§ Provided entries:
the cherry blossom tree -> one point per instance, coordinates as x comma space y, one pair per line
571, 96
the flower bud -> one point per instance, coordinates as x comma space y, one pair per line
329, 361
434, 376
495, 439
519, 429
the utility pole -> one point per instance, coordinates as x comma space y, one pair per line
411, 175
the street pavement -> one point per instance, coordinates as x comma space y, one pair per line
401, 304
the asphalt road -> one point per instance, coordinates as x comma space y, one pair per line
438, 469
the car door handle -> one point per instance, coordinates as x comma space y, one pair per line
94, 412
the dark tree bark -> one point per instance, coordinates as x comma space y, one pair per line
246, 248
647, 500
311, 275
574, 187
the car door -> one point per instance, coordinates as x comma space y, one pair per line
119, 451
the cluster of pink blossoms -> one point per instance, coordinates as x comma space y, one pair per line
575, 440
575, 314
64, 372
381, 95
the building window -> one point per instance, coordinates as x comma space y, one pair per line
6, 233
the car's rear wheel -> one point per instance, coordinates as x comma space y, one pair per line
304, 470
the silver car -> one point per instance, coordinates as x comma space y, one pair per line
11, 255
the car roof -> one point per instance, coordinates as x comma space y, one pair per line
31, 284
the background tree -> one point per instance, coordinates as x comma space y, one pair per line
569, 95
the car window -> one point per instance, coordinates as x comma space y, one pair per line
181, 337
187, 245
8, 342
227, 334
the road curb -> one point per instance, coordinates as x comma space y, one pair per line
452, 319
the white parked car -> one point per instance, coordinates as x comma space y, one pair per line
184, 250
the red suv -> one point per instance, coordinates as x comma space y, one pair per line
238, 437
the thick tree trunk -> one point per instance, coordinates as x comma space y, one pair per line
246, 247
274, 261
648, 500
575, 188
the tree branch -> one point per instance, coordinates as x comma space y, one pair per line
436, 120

§ Problem: Return exactly the lines from the line bearing "the car window" to the end of the records, inclusive of both; include no other lines.

§ Response to the task:
the car window -> one point per instance, coordinates as x comma space y, one pair per line
181, 337
187, 245
8, 342
227, 334
the road curb -> one point per instance, coordinates as x comma space y, one pair per line
452, 319
the white parked car -> one point per instance, coordinates as x comma space y, one pair per line
184, 250
the red suv -> one point per instance, coordinates as x comma space y, one pair per line
238, 437
the thick tree trunk -> one point per instance, coordinates as x comma space y, one pair per line
246, 247
274, 261
648, 500
575, 188
the tree branch -> one point per instance, coordinates as x comma space y, one pair per line
436, 120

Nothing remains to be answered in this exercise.